• [The problem]: Without including any pictures, give back all of the data exactly.

• [Data items]:
◆ ◆ ◆ ◆ ◆
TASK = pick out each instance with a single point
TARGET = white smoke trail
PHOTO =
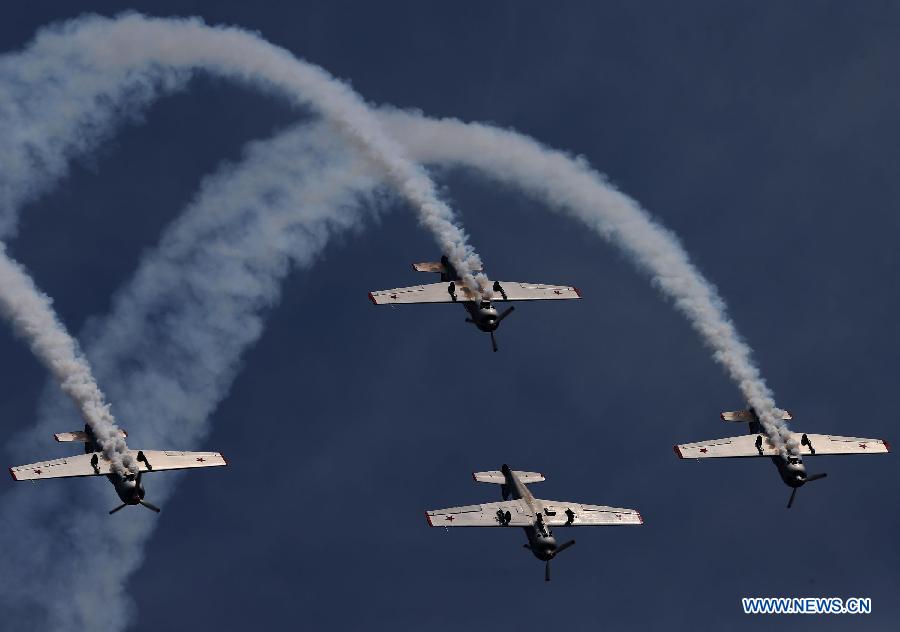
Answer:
(114, 63)
(31, 314)
(168, 353)
(569, 184)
◆ ◆ ◆ ◆ ◆
• [The completed task]:
TASK = pick out each instance with a single point
TARGET = white smoke trail
PHOTO =
Answer:
(114, 63)
(31, 314)
(168, 353)
(569, 184)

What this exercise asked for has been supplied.